**What you are asked to do:** The records that follow are to be repeated exactly, in full.

**Supplied information:**
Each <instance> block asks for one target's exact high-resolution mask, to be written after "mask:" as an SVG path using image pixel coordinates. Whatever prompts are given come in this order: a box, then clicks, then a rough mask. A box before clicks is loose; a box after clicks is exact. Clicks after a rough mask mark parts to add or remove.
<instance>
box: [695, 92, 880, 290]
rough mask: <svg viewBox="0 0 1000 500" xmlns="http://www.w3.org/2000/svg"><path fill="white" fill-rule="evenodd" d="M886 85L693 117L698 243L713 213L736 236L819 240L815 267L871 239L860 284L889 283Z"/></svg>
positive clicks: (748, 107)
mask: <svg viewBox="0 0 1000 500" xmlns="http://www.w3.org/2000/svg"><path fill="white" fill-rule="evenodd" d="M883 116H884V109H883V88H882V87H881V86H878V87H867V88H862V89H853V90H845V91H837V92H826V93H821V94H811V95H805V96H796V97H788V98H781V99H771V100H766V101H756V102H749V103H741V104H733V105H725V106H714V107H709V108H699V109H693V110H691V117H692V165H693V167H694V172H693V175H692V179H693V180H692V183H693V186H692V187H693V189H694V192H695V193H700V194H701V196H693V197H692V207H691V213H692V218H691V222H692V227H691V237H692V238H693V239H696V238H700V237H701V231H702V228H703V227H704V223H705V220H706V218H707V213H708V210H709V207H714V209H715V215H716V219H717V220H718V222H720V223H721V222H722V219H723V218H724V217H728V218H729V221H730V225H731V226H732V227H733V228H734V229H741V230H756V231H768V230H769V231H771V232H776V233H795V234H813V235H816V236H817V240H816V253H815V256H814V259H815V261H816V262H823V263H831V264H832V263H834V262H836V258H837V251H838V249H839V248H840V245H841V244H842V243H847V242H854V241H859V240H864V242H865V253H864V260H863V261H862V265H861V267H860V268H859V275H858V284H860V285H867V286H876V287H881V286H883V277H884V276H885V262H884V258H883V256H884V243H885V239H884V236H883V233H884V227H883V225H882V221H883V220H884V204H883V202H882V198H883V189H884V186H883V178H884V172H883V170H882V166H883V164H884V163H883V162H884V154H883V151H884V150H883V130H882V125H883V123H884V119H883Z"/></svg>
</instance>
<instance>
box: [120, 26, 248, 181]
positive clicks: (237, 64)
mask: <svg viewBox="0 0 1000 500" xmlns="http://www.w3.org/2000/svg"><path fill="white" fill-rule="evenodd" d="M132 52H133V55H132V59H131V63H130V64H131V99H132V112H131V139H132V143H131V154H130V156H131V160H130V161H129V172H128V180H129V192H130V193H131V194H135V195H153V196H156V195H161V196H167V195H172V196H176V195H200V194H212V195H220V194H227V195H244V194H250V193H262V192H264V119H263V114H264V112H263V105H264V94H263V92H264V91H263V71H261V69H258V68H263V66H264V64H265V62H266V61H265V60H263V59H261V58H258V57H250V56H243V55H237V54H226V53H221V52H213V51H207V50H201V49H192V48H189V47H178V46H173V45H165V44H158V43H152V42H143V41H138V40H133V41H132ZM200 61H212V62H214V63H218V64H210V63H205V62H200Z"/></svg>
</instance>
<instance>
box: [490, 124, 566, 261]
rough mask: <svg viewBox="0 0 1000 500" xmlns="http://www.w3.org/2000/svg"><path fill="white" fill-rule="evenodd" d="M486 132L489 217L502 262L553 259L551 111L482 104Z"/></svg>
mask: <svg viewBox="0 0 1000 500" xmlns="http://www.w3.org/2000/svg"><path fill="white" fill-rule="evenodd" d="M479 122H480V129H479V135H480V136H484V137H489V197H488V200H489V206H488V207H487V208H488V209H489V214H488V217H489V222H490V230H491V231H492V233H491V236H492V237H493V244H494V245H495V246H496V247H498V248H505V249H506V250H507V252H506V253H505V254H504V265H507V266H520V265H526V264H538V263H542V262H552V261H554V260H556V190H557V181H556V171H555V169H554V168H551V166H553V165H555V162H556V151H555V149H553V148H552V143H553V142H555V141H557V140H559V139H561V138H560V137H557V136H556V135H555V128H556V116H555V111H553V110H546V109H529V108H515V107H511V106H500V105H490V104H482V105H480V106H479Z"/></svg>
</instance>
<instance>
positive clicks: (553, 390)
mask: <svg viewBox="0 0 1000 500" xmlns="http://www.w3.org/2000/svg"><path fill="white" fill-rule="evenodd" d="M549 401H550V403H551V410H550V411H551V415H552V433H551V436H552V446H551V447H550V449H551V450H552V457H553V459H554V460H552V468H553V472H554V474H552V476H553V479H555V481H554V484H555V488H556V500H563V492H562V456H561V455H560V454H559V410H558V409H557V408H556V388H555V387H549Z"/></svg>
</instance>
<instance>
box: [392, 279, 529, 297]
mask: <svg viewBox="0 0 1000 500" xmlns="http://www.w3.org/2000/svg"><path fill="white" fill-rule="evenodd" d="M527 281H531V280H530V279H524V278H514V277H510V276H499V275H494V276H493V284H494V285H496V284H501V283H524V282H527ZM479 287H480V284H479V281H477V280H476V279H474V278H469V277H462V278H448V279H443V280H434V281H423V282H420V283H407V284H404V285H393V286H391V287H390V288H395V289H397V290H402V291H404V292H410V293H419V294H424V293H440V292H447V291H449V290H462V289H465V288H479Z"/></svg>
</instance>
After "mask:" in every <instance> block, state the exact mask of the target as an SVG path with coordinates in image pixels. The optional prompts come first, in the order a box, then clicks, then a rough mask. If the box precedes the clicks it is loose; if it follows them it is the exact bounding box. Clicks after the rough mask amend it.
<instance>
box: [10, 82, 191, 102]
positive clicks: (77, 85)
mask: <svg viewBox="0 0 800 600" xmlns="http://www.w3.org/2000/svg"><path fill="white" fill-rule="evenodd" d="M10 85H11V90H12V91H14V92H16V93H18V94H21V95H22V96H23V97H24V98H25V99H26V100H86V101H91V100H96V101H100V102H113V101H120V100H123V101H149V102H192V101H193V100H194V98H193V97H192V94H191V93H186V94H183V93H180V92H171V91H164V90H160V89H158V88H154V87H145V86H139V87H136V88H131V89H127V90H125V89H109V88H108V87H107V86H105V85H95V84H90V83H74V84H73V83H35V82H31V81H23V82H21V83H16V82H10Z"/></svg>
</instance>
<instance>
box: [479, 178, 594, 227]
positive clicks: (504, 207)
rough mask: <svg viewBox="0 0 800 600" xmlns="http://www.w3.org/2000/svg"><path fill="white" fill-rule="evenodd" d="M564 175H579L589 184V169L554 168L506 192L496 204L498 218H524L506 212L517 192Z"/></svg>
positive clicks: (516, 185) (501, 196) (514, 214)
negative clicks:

**The answer:**
Each <instance> block asks for one target's exact high-resolution mask, to be written after "mask:" as an SVG path using image pixel coordinates. Whatever prompts are given come in this order: a box, then clicks, then a rough mask. A box before clicks is loose; a box after clicks is exact. Clicks after a rough mask mark parts to add or remove.
<instance>
box: [695, 92, 880, 290]
rough mask: <svg viewBox="0 0 1000 500" xmlns="http://www.w3.org/2000/svg"><path fill="white" fill-rule="evenodd" d="M886 85L693 117L698 243L713 213L736 236L819 240L815 267L871 239L860 284L889 283Z"/></svg>
positive clicks: (748, 107)
mask: <svg viewBox="0 0 1000 500" xmlns="http://www.w3.org/2000/svg"><path fill="white" fill-rule="evenodd" d="M883 116H884V109H883V88H882V87H881V86H878V87H867V88H862V89H853V90H845V91H837V92H826V93H821V94H811V95H805V96H796V97H788V98H781V99H771V100H766V101H756V102H749V103H741V104H733V105H725V106H714V107H709V108H699V109H693V110H691V117H692V165H693V167H694V172H693V175H692V179H693V180H692V183H693V186H692V187H693V189H694V192H695V193H700V194H701V196H693V197H692V207H691V213H692V218H691V222H692V227H691V237H692V238H693V239H696V238H700V237H701V231H702V228H703V227H704V223H705V220H706V218H707V213H708V210H709V207H714V209H715V215H716V219H717V220H718V222H720V223H721V222H722V219H723V218H724V217H728V218H729V221H730V225H731V226H732V227H733V228H734V229H741V230H756V231H768V230H769V231H771V232H776V233H795V234H813V235H816V236H817V240H816V253H815V256H814V259H815V261H816V262H823V263H831V264H832V263H834V262H836V258H837V251H838V249H839V248H840V245H841V244H842V243H847V242H854V241H859V240H864V242H865V253H864V260H863V261H862V265H861V267H860V268H859V275H858V284H860V285H867V286H876V287H881V286H883V277H884V276H885V262H884V258H883V256H884V243H885V239H884V236H883V233H884V227H883V225H882V221H883V220H884V204H883V202H882V198H883V189H884V186H883V178H884V172H883V170H882V166H883V164H884V163H883V162H884V154H883V151H884V150H883V130H882V125H883V123H884V119H883Z"/></svg>
</instance>
<instance>
box: [120, 26, 248, 181]
positive clicks: (237, 64)
mask: <svg viewBox="0 0 1000 500" xmlns="http://www.w3.org/2000/svg"><path fill="white" fill-rule="evenodd" d="M132 52H133V55H132V59H131V63H130V64H131V99H132V112H131V139H132V143H131V154H130V156H131V160H130V161H129V172H128V180H129V192H130V193H131V194H135V195H153V196H156V195H161V196H167V195H172V196H176V195H200V194H212V195H220V194H227V195H244V194H250V193H262V192H264V119H263V114H264V112H263V105H264V94H263V92H264V91H263V71H261V69H258V68H263V66H264V64H265V62H266V61H265V60H263V59H261V58H258V57H250V56H243V55H237V54H226V53H221V52H213V51H207V50H201V49H192V48H189V47H178V46H173V45H165V44H158V43H152V42H143V41H138V40H133V41H132ZM200 61H212V62H214V63H218V64H210V63H205V62H200Z"/></svg>
</instance>
<instance>
box: [490, 124, 566, 261]
rough mask: <svg viewBox="0 0 1000 500" xmlns="http://www.w3.org/2000/svg"><path fill="white" fill-rule="evenodd" d="M486 132L489 217L502 262L553 259L551 111L482 104Z"/></svg>
mask: <svg viewBox="0 0 1000 500" xmlns="http://www.w3.org/2000/svg"><path fill="white" fill-rule="evenodd" d="M479 122H480V129H479V135H480V136H484V137H489V197H488V200H489V206H488V207H487V208H488V209H489V214H488V217H489V222H490V230H491V231H492V233H491V236H492V237H493V244H494V245H495V246H496V247H498V248H505V249H506V250H507V252H506V253H505V254H504V265H507V266H520V265H526V264H538V263H542V262H552V261H554V260H556V190H557V181H556V171H555V169H554V168H551V166H553V165H555V162H556V151H555V149H553V148H552V143H553V142H555V141H557V140H559V139H561V138H560V137H557V136H556V135H555V128H556V116H555V111H553V110H546V109H529V108H515V107H511V106H500V105H490V104H482V105H480V106H479Z"/></svg>
</instance>
<instance>
positive clicks: (553, 390)
mask: <svg viewBox="0 0 1000 500" xmlns="http://www.w3.org/2000/svg"><path fill="white" fill-rule="evenodd" d="M549 401H550V403H551V410H550V411H551V415H552V433H551V436H552V446H551V447H550V449H551V450H552V457H553V459H554V460H552V468H553V472H554V474H552V476H553V479H555V481H554V484H555V488H556V500H563V492H562V456H561V455H560V454H559V410H558V409H557V408H556V388H555V387H549Z"/></svg>
</instance>
<instance>
box: [392, 279, 529, 297]
mask: <svg viewBox="0 0 1000 500" xmlns="http://www.w3.org/2000/svg"><path fill="white" fill-rule="evenodd" d="M527 281H531V280H530V279H524V278H514V277H510V276H499V275H494V276H493V284H494V285H496V284H501V283H524V282H527ZM479 287H480V284H479V281H477V280H476V279H474V278H469V277H462V278H448V279H443V280H434V281H423V282H420V283H407V284H404V285H393V286H391V287H390V288H395V289H397V290H402V291H404V292H410V293H419V294H424V293H440V292H447V291H449V290H462V289H465V288H479Z"/></svg>
</instance>
After "mask:" in every <instance> block, state the exact mask of the target as an SVG path with coordinates in image pixels. The optional prompts come first, in the order a box, then clicks, then a rough mask. If the box precedes the clicks it is loose; if it follows them it is the exact bounding box. Clicks after the rough mask amend it.
<instance>
box: [10, 82, 191, 102]
positive clicks: (77, 85)
mask: <svg viewBox="0 0 800 600" xmlns="http://www.w3.org/2000/svg"><path fill="white" fill-rule="evenodd" d="M10 85H11V90H12V91H14V92H16V93H18V94H21V95H22V96H23V97H24V98H25V99H26V100H86V101H91V100H96V101H100V102H113V101H120V100H123V101H149V102H192V101H193V100H194V98H193V97H192V94H191V93H186V94H183V93H180V92H171V91H164V90H160V89H158V88H154V87H145V86H139V87H136V88H131V89H127V90H125V89H109V88H108V87H107V86H105V85H95V84H90V83H74V84H73V83H35V82H31V81H23V82H21V83H16V82H10Z"/></svg>
</instance>
<instance>
box: [479, 178, 594, 227]
positive clicks: (504, 207)
rough mask: <svg viewBox="0 0 800 600" xmlns="http://www.w3.org/2000/svg"><path fill="white" fill-rule="evenodd" d="M564 175H579L589 184V169L554 168L506 192L496 204L498 218H524L506 212L517 192Z"/></svg>
positive clicks: (516, 185) (501, 196) (514, 214)
negative clicks:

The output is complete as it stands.